He thinks Anthropic buried some of the most practically important safety results. Refusal rates on malicious prompts are up with only modest dual-use damage, malicious computer-use refusal rises from 87% to 94%, and prompt-injection robustness improves dramatically enough that previously “crazy” computer-use applications start to sound less crazy. Still, he warns these are sitting-target benchmarks: a model can get safer against today’s attacks while the internet gets much better at inventing tomorrow’s.

“Is this AGI?” is the wrong fight

Zevimos quotes Gary Marcus saying Mythos isn’t AGI and basically shrugs: okay, fine, not by the strongest definition. His point is that this misses what matters, especially for people actually using frontier models for coding — echoing Andrej Karpathy’s line that the gap is widening between people who use the best models seriously and people who judge the field through weaker models doing toy work.

Anthropic’s new “impressions” section reveals a stranger, stronger model

A new qualitative section tries to substitute for the public reactions you’d normally get after release. Internally, people describe Mythos as intuitive, empathetic, opinionated, context-dense, and unusually self-aware, with advice that feels more like a trusted friend than Opus 4.6’s bold-header lists. But the same reports say it can be rude, dismissive, prone to cutting off conversations, and much better in “set it and forget it” engineering tasks than in closely supervised ones because it’s slow and still not fully reliable.

Data entries:

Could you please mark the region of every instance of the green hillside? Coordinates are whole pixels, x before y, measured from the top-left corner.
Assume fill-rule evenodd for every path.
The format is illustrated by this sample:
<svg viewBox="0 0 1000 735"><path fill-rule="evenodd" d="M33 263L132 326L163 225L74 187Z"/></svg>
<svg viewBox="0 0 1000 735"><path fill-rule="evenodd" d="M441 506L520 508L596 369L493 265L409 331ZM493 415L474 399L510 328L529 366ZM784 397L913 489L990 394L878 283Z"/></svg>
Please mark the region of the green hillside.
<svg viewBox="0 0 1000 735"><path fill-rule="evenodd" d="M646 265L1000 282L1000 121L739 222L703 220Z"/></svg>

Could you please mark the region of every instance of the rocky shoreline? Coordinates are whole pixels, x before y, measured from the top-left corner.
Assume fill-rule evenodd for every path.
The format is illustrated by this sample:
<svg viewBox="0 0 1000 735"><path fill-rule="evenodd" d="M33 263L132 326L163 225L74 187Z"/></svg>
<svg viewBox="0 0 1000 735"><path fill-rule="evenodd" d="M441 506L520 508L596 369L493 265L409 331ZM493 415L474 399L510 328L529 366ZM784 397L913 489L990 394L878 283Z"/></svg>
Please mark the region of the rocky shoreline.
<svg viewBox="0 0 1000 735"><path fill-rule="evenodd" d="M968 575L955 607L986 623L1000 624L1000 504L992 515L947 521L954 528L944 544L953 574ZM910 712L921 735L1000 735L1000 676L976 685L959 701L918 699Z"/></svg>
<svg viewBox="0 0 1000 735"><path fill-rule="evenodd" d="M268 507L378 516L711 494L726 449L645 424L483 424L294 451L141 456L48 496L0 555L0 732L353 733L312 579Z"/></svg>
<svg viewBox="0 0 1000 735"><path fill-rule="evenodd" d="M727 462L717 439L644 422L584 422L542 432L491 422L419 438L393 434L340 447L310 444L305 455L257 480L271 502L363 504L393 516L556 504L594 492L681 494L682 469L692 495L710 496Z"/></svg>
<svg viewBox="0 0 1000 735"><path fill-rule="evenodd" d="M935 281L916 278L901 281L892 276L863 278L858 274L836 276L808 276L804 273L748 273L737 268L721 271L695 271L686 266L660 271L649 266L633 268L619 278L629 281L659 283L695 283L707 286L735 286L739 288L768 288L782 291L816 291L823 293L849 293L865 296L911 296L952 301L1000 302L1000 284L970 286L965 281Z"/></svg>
==
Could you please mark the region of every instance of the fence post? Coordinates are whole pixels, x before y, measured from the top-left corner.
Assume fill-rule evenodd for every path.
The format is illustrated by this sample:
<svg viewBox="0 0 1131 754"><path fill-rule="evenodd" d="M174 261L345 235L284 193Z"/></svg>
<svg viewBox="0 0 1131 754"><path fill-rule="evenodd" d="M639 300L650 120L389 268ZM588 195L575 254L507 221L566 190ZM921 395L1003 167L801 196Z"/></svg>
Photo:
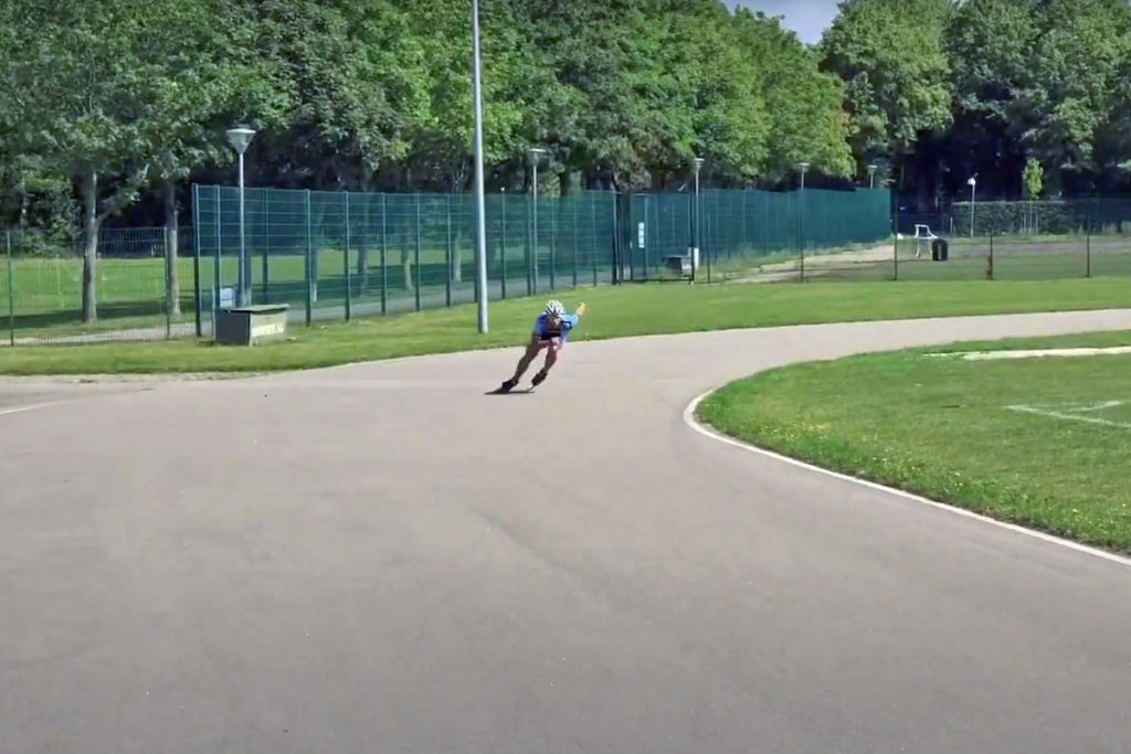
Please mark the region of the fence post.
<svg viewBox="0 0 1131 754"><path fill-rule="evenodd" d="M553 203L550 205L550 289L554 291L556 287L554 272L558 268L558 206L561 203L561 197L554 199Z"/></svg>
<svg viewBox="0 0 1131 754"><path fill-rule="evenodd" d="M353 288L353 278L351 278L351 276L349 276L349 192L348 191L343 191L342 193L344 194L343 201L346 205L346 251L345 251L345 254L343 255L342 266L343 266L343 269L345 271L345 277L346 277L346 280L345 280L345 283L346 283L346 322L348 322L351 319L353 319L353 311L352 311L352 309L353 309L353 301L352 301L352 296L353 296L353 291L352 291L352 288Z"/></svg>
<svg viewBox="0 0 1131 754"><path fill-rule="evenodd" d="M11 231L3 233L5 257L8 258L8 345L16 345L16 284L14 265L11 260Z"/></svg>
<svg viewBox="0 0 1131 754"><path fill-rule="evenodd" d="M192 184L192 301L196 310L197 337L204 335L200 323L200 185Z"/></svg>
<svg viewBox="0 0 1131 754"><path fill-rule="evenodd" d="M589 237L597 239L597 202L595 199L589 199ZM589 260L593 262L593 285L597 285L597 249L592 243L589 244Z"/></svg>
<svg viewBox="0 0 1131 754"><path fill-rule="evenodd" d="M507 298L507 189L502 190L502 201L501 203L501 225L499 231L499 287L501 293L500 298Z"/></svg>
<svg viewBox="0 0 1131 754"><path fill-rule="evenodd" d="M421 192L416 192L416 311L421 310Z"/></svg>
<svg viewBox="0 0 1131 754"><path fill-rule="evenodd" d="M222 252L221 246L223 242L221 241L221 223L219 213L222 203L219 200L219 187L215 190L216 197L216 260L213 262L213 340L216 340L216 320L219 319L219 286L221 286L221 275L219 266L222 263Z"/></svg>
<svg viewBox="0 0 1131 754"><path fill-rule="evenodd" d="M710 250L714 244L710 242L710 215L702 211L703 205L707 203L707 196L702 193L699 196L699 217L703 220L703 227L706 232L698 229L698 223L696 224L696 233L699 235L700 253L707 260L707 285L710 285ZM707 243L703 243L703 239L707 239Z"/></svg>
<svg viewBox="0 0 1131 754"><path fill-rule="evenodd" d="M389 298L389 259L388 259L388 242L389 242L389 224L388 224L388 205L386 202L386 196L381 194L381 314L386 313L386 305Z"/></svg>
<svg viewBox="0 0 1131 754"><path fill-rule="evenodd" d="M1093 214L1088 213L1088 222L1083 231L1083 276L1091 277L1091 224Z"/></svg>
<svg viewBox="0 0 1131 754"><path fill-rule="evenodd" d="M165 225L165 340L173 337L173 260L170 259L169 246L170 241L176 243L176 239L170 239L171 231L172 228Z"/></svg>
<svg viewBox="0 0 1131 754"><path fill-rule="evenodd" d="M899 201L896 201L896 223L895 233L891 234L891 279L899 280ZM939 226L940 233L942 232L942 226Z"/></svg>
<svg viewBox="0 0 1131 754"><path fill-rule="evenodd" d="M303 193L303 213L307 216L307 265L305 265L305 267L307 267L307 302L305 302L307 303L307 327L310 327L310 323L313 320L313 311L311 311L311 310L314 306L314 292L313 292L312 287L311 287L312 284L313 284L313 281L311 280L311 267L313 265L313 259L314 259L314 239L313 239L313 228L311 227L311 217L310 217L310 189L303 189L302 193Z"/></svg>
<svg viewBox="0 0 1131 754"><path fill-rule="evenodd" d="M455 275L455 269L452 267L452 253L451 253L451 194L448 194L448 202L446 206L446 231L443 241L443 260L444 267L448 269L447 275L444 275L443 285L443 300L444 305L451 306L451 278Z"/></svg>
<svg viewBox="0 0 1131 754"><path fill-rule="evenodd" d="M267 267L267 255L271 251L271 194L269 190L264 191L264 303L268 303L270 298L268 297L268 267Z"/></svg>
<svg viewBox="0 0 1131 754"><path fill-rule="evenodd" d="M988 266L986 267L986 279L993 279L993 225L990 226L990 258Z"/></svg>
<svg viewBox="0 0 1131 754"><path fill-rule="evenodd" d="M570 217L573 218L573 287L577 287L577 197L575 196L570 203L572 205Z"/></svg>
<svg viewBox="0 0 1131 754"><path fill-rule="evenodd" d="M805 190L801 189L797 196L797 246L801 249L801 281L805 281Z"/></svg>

* **Directions**:
1. Summarize the commentary on the Mythos model in two sentences.
2. Carry the commentary on the Mythos model forward from its final sentence.

* **Results of the exercise**:
1. The commentary holds that Anthropic buried important safety results, such as higher refusal rates on malicious prompts and much better prompt-injection robustness, while warning that these are sitting-target benchmarks that tomorrow's attacks may outpace. It calls the question of whether Mythos is AGI the wrong fight, and it reports that Anthropic's new impressions section describes Mythos as intuitive, opinionated and unusually self-aware, yet sometimes rude and dismissive, and better at set-it-and-forget-it engineering tasks than at closely supervised ones.

2.
Continuous progress can still hit a practical cliff

He spends a long stretch on whether Mythos is surprising or discontinuous, pushing back on easy takes from both sides. Yes, cyber progress can be described as continuous if you zoom out; but yes, it can still feel sudden and matter suddenly when the capability crosses the threshold where models can autonomously find, chain, and exploit vulnerabilities. His metaphor, borrowed from Eliezer, is the ladder where every rung gives you more gold and one rung kills everyone — whether that threshold is mathematically continuous does not make it less dangerous.

Policy, limited release, and the world Mythos points toward

The final stretch moves from capability into equilibrium. Zevimos thinks Anthropic was right not to broadly release Mythos, expects OpenAI to show similar capabilities within months and open models within 1-2 years, and predicts cyber will increasingly favor scale, concentration, and soft-target hunting. His closing summary is blunt: Anthropic is likely in the lead, Mythos is especially dangerous on offense, prompt-injection and computer-use reliability are better, and alignment is nowhere near good enough for what’s coming next.